[An excerpt from a dataset]
══════
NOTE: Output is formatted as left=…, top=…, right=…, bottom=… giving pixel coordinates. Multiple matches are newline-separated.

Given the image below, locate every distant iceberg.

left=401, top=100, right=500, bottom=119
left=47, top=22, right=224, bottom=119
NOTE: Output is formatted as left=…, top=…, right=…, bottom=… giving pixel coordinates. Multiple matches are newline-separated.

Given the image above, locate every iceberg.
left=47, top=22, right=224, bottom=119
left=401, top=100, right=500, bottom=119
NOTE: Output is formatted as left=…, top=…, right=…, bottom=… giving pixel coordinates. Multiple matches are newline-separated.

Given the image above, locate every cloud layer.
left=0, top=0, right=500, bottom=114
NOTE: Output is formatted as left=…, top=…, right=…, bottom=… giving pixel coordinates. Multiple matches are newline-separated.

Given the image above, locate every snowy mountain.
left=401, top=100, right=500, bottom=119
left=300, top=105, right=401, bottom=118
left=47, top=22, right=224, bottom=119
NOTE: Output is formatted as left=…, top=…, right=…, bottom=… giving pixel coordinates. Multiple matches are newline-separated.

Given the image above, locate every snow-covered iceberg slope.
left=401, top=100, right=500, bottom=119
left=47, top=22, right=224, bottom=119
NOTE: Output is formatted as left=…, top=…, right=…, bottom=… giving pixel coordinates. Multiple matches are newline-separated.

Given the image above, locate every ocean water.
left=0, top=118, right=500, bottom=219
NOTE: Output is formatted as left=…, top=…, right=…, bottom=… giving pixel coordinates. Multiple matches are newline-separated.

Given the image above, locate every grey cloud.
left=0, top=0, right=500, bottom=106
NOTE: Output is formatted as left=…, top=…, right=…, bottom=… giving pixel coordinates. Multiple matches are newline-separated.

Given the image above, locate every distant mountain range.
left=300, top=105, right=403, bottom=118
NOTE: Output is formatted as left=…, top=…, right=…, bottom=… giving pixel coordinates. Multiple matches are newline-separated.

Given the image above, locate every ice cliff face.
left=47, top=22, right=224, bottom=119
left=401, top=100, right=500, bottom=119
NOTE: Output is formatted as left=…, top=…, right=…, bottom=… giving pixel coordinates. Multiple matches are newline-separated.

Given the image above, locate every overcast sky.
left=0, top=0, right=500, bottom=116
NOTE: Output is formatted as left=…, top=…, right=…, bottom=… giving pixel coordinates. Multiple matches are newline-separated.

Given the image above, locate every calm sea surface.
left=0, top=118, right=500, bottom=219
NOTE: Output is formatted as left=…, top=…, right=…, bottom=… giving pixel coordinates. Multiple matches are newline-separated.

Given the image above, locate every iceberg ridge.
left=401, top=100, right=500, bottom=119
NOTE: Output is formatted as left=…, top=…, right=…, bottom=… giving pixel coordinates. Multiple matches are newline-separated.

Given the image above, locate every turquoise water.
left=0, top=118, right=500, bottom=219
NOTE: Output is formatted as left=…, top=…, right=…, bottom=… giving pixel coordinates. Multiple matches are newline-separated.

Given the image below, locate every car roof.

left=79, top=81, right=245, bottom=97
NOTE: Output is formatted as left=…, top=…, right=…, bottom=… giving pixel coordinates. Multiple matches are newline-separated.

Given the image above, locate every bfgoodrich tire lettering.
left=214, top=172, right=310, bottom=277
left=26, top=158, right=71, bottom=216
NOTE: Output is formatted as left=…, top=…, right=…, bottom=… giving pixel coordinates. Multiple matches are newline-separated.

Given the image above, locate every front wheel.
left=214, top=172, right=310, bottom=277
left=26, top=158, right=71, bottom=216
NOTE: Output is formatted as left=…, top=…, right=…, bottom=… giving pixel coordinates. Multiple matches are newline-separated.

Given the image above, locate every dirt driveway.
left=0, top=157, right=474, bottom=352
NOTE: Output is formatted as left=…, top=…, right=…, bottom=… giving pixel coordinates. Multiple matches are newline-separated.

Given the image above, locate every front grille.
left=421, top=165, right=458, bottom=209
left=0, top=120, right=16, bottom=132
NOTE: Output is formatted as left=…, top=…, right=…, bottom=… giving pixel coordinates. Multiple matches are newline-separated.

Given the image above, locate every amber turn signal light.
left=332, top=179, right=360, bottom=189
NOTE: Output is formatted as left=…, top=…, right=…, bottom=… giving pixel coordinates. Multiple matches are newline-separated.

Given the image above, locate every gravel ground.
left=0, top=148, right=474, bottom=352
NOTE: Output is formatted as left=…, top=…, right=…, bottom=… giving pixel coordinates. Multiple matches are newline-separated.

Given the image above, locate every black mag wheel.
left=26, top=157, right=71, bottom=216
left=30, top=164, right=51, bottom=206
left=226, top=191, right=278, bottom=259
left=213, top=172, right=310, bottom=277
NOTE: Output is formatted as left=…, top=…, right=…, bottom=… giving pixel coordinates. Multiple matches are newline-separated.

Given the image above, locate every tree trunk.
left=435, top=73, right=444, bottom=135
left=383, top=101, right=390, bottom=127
══════
**Task goal**: Pick out each line of the rows above that contains the word "cloud", and copy those lines.

**Written solution**:
Given the image above, locate every cloud layer.
Given the image above, locate every grey cloud.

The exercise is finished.